:: Data for this task

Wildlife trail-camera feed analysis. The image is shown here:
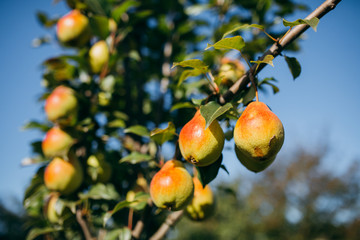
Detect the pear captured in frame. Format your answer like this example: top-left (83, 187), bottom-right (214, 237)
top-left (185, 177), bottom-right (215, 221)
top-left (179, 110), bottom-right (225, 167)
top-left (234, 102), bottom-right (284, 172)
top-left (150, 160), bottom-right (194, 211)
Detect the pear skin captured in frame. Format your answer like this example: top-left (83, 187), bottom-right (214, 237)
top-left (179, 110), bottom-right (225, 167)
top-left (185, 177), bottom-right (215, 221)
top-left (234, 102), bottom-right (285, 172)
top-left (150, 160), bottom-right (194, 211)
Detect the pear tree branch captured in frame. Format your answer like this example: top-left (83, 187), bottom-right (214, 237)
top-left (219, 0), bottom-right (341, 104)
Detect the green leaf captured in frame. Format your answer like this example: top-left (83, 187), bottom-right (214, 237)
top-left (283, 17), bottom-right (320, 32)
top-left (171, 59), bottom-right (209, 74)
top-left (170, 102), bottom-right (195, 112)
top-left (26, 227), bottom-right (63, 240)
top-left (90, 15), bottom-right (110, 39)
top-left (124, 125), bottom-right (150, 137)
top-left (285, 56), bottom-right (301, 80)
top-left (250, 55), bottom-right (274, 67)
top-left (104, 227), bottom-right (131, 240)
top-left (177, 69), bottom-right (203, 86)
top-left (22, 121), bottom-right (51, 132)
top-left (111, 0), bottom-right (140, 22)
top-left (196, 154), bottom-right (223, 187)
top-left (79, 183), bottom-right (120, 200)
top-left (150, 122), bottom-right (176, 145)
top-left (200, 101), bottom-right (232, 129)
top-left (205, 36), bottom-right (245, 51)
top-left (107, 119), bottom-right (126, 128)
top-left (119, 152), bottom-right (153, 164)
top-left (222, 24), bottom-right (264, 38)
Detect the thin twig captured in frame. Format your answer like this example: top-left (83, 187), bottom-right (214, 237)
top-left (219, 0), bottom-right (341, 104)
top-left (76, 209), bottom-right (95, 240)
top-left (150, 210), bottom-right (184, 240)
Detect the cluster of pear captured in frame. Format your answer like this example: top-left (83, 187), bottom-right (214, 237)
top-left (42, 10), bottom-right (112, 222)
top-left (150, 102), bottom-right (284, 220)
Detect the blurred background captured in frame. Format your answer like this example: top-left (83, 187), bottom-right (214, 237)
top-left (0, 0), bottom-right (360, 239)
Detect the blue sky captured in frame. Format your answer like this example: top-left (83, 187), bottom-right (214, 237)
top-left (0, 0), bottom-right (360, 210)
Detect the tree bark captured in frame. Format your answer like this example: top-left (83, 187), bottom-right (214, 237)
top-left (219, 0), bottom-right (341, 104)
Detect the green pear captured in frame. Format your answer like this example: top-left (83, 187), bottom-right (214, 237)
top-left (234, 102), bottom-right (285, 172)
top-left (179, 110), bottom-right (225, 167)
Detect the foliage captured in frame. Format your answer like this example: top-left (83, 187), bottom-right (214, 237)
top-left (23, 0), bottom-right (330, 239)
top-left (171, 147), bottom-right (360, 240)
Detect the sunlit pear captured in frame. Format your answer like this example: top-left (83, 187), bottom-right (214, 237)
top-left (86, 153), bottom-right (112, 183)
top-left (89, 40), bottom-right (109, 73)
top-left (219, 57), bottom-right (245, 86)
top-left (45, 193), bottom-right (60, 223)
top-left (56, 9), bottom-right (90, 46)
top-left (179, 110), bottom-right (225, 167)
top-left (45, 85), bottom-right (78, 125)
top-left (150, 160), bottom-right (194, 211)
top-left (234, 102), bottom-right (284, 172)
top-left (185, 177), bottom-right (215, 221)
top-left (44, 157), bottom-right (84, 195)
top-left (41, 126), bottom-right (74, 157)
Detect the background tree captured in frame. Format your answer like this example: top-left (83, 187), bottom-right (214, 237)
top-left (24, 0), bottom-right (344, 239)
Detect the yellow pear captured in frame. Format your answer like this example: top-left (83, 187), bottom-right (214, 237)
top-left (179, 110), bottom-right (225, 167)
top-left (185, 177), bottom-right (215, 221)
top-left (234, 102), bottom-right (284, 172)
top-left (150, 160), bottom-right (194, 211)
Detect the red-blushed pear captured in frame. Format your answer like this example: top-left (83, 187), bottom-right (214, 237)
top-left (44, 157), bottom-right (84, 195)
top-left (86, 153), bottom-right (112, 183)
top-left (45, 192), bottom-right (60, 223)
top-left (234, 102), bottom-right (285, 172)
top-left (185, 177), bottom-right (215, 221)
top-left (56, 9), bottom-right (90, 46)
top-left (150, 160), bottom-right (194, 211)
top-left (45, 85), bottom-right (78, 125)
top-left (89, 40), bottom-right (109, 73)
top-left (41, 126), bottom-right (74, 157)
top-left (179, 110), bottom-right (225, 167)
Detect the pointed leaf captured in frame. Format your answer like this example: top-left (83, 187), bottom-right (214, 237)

::::
:: Data for this task

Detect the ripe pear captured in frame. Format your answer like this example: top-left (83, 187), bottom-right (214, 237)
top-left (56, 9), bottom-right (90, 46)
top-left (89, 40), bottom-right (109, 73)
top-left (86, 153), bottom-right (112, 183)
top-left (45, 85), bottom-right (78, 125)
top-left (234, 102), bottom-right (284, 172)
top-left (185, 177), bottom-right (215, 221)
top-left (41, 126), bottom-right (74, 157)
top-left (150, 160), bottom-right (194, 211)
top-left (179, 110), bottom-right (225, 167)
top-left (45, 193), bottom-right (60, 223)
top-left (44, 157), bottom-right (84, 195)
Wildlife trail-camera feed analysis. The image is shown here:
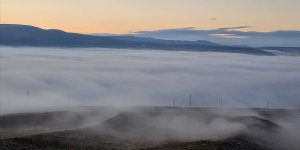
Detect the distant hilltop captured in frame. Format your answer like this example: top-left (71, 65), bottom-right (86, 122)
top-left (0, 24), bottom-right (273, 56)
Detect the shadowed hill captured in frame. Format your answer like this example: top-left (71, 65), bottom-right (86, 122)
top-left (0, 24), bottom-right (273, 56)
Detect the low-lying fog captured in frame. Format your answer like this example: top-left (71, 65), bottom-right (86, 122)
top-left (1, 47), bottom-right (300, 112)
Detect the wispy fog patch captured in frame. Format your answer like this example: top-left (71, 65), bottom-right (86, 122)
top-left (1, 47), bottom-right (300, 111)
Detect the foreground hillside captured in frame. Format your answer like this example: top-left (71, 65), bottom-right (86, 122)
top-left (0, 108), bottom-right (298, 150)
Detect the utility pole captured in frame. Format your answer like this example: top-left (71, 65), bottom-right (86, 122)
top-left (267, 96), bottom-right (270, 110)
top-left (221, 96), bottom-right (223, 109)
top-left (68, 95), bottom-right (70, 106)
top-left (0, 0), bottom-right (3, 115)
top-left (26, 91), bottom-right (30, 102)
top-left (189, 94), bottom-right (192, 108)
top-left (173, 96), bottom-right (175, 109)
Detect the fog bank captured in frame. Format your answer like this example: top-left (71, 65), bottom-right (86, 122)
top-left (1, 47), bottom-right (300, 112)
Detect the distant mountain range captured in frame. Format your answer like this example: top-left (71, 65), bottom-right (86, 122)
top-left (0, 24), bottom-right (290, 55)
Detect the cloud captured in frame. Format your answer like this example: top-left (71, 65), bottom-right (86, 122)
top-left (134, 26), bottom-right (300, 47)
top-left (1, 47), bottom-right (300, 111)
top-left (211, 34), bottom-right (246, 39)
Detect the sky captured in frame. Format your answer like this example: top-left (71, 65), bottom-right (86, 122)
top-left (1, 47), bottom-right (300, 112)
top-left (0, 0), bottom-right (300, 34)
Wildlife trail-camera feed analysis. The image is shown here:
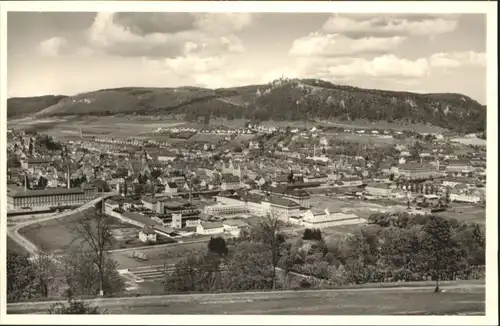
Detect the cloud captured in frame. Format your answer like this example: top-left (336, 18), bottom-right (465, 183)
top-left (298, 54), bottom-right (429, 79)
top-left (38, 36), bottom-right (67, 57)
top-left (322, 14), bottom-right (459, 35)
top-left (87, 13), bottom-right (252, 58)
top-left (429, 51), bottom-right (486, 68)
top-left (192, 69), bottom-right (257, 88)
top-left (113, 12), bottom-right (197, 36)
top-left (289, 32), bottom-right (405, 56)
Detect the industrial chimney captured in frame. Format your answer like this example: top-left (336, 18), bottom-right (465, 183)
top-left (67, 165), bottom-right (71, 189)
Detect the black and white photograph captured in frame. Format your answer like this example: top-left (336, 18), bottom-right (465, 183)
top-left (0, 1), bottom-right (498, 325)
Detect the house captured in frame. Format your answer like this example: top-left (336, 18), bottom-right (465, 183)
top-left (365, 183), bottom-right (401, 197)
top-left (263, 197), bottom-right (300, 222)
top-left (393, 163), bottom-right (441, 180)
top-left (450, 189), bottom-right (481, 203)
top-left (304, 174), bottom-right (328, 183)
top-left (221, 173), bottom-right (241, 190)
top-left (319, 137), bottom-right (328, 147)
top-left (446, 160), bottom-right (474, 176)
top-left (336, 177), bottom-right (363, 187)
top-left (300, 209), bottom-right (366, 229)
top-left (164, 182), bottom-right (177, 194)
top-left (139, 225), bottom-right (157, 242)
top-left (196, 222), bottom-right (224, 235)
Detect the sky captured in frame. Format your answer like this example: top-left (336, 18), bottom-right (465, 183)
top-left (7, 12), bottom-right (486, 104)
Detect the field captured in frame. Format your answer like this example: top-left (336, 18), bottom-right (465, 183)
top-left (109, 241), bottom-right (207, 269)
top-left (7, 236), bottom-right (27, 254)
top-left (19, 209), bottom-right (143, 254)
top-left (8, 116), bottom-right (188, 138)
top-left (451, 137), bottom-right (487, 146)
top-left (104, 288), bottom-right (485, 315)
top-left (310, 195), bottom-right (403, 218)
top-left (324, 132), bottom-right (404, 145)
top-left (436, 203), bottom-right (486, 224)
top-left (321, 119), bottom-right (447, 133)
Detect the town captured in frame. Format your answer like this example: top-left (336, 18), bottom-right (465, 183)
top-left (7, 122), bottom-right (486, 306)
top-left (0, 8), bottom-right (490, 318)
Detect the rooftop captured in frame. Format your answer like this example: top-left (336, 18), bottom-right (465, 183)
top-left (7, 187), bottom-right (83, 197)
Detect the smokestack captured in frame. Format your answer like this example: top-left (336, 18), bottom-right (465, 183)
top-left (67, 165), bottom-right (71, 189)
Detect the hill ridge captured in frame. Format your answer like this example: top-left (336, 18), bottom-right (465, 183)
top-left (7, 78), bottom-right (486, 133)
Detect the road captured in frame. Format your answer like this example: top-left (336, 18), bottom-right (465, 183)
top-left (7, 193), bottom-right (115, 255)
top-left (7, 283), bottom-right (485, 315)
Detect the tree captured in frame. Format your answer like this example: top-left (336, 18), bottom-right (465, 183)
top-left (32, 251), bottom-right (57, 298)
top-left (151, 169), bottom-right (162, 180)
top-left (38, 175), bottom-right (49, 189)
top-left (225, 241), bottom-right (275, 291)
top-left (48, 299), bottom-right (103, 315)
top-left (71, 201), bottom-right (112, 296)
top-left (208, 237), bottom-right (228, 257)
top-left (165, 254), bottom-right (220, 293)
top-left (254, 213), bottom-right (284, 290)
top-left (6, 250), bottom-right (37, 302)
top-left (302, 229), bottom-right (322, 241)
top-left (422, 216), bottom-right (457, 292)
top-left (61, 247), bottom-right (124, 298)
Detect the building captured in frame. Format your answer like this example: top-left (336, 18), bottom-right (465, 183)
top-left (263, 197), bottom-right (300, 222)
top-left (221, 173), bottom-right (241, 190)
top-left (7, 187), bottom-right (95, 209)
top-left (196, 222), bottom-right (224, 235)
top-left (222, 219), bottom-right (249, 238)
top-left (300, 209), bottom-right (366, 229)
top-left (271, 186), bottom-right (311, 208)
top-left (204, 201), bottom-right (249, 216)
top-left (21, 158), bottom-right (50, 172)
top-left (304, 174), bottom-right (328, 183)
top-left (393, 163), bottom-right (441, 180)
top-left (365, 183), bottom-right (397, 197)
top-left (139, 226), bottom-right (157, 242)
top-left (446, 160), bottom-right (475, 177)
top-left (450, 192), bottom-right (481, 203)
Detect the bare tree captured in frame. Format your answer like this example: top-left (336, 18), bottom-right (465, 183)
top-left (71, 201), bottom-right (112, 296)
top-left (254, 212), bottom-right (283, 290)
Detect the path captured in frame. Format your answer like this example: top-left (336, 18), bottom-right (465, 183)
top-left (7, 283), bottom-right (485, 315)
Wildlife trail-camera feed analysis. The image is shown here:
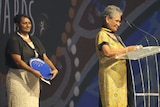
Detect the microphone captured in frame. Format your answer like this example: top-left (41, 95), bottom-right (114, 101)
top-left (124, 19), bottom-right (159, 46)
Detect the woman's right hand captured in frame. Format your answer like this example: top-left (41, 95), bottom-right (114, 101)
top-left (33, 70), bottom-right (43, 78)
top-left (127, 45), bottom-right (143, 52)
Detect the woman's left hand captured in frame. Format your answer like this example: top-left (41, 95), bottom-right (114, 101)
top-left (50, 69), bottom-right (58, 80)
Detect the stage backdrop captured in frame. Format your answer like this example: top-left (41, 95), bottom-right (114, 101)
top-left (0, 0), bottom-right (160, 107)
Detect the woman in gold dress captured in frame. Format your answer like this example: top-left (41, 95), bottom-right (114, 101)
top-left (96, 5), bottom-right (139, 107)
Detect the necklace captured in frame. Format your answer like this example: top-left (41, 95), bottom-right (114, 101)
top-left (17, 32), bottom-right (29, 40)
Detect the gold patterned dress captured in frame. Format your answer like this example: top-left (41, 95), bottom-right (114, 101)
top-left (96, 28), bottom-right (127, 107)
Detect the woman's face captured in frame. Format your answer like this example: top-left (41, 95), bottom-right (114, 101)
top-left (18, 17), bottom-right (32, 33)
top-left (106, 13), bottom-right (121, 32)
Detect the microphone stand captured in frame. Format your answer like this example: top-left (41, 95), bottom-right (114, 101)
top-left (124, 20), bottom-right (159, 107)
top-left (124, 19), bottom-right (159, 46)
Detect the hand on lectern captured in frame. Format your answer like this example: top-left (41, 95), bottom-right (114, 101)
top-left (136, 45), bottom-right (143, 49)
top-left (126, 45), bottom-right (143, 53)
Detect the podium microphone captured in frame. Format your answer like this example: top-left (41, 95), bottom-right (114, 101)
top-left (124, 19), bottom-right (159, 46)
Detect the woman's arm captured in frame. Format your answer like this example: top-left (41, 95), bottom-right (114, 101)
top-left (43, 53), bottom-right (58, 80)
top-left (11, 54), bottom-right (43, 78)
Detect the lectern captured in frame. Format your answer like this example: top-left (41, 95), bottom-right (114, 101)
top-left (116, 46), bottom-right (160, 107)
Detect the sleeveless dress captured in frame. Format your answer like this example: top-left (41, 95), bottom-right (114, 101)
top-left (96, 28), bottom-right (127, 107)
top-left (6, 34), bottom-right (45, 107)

::::
:: Data for this task

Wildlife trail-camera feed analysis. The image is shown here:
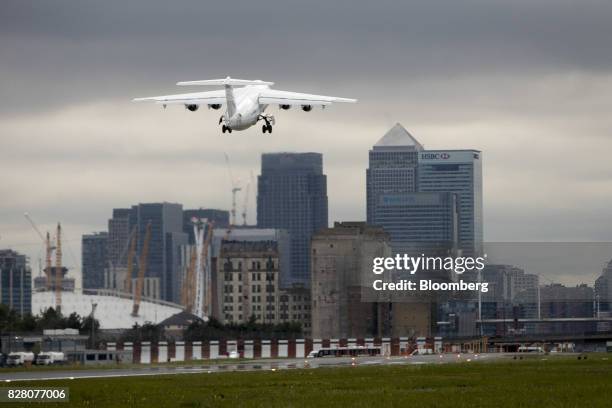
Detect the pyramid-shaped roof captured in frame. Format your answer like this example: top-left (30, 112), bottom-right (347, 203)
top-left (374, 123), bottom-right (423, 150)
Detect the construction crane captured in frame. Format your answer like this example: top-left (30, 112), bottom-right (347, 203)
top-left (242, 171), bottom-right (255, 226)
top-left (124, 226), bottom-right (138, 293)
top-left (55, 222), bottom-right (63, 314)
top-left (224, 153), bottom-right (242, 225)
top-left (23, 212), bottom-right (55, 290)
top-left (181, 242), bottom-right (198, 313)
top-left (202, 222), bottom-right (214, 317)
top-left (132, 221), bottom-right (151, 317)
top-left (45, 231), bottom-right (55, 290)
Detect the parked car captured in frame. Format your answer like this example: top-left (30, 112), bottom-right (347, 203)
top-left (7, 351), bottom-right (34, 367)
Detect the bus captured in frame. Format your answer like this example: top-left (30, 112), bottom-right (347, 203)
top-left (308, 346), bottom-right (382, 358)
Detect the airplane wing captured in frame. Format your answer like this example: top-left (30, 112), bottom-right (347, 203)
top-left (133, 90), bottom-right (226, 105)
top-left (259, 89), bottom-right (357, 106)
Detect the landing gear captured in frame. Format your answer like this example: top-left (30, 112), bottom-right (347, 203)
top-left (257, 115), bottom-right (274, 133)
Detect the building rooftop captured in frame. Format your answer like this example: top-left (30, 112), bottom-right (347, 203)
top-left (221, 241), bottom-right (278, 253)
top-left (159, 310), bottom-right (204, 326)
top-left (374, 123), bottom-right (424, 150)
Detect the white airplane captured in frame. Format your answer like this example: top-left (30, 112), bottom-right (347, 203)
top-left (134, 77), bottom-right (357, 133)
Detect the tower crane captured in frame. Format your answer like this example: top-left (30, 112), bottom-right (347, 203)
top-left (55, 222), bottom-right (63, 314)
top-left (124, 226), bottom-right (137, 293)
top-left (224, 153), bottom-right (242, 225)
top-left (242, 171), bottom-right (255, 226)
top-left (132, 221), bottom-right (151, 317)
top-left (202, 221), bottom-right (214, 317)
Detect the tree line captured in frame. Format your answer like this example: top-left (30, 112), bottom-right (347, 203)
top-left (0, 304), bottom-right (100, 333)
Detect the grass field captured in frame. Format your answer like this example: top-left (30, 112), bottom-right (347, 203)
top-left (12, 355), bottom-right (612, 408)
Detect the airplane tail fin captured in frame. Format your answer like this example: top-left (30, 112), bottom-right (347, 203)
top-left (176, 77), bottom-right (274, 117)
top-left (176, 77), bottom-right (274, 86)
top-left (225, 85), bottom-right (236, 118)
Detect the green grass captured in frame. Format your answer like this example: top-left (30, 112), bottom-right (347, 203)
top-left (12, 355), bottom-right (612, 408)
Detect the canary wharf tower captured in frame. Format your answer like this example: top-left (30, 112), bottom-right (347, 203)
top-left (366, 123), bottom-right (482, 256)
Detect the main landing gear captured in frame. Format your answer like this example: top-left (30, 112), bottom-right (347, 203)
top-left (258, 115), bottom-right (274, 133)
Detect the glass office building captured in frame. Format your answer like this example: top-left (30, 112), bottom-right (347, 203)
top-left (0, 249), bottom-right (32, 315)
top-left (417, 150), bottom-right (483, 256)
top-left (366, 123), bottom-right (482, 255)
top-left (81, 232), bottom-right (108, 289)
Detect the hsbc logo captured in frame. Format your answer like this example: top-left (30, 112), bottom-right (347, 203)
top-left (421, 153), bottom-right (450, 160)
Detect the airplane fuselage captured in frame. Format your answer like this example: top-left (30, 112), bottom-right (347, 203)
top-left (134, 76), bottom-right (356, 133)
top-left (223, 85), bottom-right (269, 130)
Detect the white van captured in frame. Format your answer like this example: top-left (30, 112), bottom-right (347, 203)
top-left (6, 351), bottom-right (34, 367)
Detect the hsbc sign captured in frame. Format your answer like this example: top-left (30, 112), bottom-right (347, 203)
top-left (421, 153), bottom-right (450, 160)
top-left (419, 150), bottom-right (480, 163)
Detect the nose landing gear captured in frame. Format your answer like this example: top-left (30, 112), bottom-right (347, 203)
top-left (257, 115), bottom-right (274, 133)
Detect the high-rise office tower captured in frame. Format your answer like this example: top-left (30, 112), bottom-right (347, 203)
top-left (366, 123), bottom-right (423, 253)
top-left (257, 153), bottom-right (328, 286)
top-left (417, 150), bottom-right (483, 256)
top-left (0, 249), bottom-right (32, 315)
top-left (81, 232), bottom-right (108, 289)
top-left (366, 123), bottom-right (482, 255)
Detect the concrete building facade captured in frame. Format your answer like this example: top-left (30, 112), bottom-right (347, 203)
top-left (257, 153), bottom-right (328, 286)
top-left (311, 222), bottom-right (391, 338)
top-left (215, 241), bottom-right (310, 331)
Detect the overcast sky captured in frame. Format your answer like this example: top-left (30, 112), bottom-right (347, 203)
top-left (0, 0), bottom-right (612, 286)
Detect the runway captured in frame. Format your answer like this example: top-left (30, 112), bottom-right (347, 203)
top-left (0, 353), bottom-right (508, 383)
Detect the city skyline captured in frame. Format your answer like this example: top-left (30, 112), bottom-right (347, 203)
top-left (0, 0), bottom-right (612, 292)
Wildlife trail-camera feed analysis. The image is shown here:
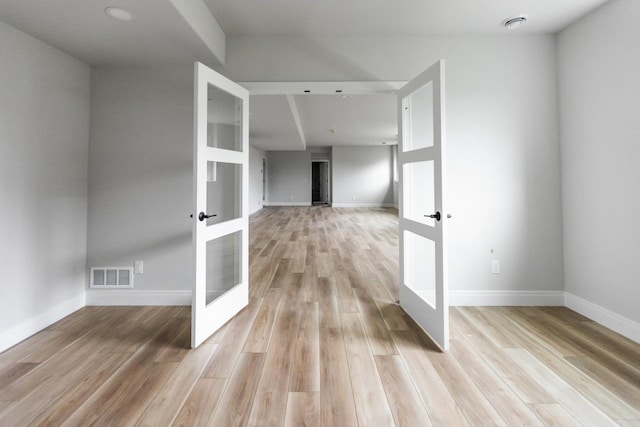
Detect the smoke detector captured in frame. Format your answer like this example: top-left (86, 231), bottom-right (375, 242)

::::

Exercise aim: Format the rows as a JSON list of strings, starting at the line that contains "Detect the black" and ending at the line that contains "top-left (7, 12), bottom-right (486, 104)", both included. Give one string per line and leave out any blank lines.

Output below:
[
  "Detect the black and white photograph captured in frame. Format your answer like this example: top-left (336, 18), bottom-right (465, 183)",
  "top-left (0, 1), bottom-right (498, 325)",
  "Detect the house captured in frame. Format your answer like this example: top-left (336, 18), bottom-right (465, 183)",
  "top-left (365, 183), bottom-right (401, 197)",
  "top-left (263, 197), bottom-right (300, 222)",
  "top-left (393, 163), bottom-right (441, 180)",
  "top-left (450, 189), bottom-right (481, 203)",
  "top-left (304, 174), bottom-right (328, 183)",
  "top-left (221, 173), bottom-right (241, 190)",
  "top-left (319, 137), bottom-right (328, 147)",
  "top-left (446, 160), bottom-right (474, 176)",
  "top-left (336, 177), bottom-right (363, 187)",
  "top-left (300, 209), bottom-right (366, 229)",
  "top-left (164, 182), bottom-right (177, 194)",
  "top-left (139, 225), bottom-right (157, 242)",
  "top-left (196, 222), bottom-right (224, 235)",
  "Detect the sky captured in frame. Format your answer like this example: top-left (336, 18), bottom-right (465, 183)",
  "top-left (7, 12), bottom-right (486, 104)"
]